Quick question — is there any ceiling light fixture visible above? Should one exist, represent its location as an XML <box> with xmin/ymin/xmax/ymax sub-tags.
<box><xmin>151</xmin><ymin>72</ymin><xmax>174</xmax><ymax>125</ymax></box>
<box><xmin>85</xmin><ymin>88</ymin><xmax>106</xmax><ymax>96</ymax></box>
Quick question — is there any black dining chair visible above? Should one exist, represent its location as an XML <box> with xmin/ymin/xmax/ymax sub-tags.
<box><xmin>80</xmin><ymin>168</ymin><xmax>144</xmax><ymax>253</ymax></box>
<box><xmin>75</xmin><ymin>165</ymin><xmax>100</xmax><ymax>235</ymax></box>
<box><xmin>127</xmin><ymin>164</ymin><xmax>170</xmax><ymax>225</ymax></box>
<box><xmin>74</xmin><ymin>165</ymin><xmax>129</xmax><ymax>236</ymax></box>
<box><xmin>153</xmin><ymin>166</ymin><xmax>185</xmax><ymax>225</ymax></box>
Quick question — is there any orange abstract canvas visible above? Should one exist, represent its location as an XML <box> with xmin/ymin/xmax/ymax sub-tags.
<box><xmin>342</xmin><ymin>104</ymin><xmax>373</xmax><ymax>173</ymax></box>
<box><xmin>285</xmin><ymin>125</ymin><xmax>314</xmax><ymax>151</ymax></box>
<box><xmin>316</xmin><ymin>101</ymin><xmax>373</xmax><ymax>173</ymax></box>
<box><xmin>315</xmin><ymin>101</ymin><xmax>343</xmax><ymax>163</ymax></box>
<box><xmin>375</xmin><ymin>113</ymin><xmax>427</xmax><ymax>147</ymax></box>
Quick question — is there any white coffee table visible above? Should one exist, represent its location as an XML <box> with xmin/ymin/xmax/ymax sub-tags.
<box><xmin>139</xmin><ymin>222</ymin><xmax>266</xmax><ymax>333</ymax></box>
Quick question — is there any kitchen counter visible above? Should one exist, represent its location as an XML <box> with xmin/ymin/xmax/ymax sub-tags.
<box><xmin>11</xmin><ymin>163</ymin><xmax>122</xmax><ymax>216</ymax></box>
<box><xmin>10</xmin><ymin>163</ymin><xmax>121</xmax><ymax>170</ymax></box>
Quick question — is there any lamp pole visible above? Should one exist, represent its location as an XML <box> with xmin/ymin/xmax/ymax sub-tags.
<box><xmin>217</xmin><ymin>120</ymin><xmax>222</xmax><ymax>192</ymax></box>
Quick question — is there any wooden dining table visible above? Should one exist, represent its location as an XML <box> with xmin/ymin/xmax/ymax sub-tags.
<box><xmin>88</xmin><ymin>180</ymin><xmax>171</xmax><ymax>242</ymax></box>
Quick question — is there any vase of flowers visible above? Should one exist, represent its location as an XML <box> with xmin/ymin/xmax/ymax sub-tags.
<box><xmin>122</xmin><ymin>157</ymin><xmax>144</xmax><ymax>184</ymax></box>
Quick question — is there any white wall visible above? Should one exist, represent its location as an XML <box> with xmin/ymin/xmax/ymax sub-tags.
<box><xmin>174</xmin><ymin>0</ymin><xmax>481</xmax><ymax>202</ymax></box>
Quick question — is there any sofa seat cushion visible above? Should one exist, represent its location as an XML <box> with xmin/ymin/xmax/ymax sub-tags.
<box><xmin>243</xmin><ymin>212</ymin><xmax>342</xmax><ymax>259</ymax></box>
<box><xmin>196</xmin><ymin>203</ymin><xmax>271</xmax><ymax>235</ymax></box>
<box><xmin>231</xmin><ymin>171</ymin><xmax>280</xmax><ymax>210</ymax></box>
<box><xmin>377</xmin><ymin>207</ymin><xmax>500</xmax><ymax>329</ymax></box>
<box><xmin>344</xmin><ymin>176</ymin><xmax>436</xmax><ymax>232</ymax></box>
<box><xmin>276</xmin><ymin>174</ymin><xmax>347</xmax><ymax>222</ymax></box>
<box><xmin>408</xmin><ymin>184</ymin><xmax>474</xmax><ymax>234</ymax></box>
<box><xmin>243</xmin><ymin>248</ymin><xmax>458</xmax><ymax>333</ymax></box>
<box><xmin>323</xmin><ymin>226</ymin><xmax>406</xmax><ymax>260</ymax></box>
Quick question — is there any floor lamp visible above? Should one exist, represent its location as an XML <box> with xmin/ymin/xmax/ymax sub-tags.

[Work required] Rewrite the lines above from the one with "Quick question — is there any sofa" through the last line, putting "standing lamp" in place of "floor lamp" and leaving everything else the same.

[Result]
Quick question — is there any sofa seat cushion visible above? Should one exist, represent its location as an XML <box> with xmin/ymin/xmax/ymax sub-tags.
<box><xmin>243</xmin><ymin>212</ymin><xmax>342</xmax><ymax>259</ymax></box>
<box><xmin>196</xmin><ymin>203</ymin><xmax>271</xmax><ymax>235</ymax></box>
<box><xmin>231</xmin><ymin>171</ymin><xmax>280</xmax><ymax>210</ymax></box>
<box><xmin>377</xmin><ymin>207</ymin><xmax>500</xmax><ymax>329</ymax></box>
<box><xmin>344</xmin><ymin>176</ymin><xmax>436</xmax><ymax>232</ymax></box>
<box><xmin>276</xmin><ymin>174</ymin><xmax>347</xmax><ymax>222</ymax></box>
<box><xmin>408</xmin><ymin>184</ymin><xmax>474</xmax><ymax>234</ymax></box>
<box><xmin>243</xmin><ymin>248</ymin><xmax>458</xmax><ymax>333</ymax></box>
<box><xmin>323</xmin><ymin>226</ymin><xmax>406</xmax><ymax>260</ymax></box>
Quick question — is there any standing lamp visible above? Should one exist, represent its location as an XML <box> with xmin/ymin/xmax/ymax sub-tags.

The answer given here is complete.